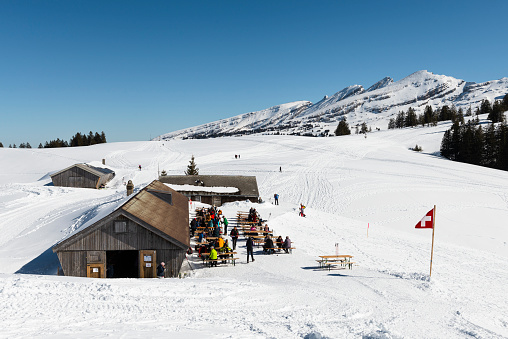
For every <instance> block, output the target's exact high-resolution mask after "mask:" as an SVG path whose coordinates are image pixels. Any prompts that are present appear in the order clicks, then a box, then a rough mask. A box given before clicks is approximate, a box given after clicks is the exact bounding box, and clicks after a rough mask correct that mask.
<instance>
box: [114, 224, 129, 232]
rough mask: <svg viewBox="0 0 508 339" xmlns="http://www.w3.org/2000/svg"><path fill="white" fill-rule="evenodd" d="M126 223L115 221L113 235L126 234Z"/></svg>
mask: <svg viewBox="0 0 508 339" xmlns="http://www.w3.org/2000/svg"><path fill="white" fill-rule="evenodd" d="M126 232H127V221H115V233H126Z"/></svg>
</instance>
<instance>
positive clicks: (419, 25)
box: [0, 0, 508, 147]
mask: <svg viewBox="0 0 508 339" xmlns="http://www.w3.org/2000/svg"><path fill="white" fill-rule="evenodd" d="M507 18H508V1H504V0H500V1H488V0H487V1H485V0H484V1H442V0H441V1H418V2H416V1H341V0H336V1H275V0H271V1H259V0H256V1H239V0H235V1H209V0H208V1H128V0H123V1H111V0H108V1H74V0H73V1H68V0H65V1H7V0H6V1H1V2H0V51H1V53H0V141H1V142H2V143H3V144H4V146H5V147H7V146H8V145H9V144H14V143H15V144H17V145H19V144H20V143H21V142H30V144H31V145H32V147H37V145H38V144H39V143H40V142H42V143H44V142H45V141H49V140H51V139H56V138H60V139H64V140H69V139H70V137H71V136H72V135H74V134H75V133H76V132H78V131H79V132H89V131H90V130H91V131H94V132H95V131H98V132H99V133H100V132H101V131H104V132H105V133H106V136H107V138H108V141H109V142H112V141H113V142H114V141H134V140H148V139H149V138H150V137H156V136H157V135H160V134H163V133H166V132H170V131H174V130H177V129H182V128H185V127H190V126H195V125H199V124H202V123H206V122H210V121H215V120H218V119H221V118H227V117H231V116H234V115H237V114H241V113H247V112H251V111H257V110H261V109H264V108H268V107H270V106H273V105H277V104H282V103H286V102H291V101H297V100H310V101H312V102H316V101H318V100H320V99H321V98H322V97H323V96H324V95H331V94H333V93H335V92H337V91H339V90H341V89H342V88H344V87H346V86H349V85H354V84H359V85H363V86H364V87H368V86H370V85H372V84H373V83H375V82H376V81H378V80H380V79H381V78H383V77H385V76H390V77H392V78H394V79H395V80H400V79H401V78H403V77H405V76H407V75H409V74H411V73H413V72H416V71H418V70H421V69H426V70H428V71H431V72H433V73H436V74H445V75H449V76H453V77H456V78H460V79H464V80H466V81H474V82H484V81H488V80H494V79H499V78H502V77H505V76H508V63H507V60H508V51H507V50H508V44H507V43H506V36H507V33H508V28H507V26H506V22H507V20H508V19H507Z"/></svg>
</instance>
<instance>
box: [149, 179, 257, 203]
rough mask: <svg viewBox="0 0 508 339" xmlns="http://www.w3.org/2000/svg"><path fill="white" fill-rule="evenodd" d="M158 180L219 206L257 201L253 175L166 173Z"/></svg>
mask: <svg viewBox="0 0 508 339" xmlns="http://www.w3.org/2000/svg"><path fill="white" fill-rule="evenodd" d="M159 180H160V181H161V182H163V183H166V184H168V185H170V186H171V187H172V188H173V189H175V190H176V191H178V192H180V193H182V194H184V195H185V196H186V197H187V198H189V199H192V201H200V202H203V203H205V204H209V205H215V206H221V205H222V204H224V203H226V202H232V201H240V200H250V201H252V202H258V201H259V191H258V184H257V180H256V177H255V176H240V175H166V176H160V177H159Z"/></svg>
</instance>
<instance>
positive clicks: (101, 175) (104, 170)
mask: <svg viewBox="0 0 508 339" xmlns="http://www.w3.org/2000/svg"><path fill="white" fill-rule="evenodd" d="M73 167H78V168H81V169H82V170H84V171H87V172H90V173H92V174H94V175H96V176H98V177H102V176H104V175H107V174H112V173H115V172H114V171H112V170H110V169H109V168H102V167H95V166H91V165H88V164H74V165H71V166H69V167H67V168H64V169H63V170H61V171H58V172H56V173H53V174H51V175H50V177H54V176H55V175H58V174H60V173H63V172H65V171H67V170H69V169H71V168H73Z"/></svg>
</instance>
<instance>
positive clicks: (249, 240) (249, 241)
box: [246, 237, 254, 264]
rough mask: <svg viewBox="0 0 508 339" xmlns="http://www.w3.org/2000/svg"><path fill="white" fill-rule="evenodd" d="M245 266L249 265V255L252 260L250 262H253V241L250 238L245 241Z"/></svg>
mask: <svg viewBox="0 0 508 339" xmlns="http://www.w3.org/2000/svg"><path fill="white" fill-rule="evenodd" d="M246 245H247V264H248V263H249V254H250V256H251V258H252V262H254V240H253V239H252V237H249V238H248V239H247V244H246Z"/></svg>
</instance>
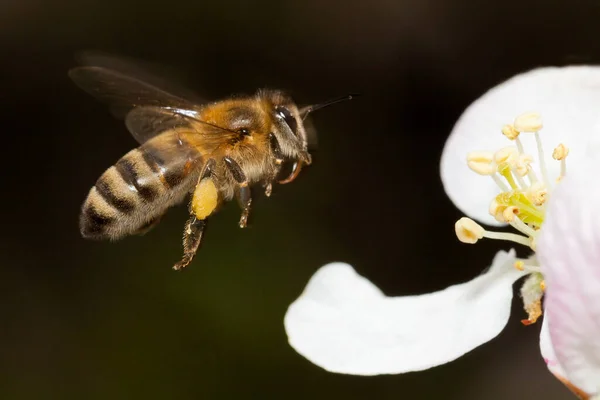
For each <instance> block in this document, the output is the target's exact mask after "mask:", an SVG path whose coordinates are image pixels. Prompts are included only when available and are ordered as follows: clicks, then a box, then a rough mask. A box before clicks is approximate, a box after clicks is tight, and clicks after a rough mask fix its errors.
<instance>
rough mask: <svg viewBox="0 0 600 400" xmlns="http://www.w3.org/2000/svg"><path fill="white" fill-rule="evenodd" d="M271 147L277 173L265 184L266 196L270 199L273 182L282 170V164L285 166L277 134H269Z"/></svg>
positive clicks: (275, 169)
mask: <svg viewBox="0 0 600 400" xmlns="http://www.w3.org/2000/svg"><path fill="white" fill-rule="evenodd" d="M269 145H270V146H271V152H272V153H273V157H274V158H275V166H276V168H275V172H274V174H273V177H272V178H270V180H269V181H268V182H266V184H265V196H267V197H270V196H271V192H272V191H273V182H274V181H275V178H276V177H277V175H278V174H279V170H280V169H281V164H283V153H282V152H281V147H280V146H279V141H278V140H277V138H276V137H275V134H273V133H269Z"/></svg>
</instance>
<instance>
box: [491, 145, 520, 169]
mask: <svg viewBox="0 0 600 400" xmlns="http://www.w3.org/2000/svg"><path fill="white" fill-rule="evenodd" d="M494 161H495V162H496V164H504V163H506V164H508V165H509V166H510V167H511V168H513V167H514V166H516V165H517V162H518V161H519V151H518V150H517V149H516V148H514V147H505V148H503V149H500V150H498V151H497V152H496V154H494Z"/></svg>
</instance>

◆ ◆ ◆ ◆ ◆

If a line in the data above includes the string "then", copy it.

> **ANSWER FOR THE TASK**:
For every <instance> block, output the target's exact high-resolution mask after "mask:" as an SVG path whose coordinates are image pixels. Any prompts that are present appear in the order clicks, then a box, then a rough mask. A box given before clicks is approximate, a box given after clicks is the exact bounding box, and clicks after a rough mask correct that mask.
For each <instance> block in this document, the output is the target's exact mask after "mask:", an SVG path whose coordinates are image pixels. Prompts are included only when available and are ordered as follows: clicks, then a box, then a rough mask. A box before clicks is approximate, a box after clicks is tight, and clicks after a rough mask fix its errors.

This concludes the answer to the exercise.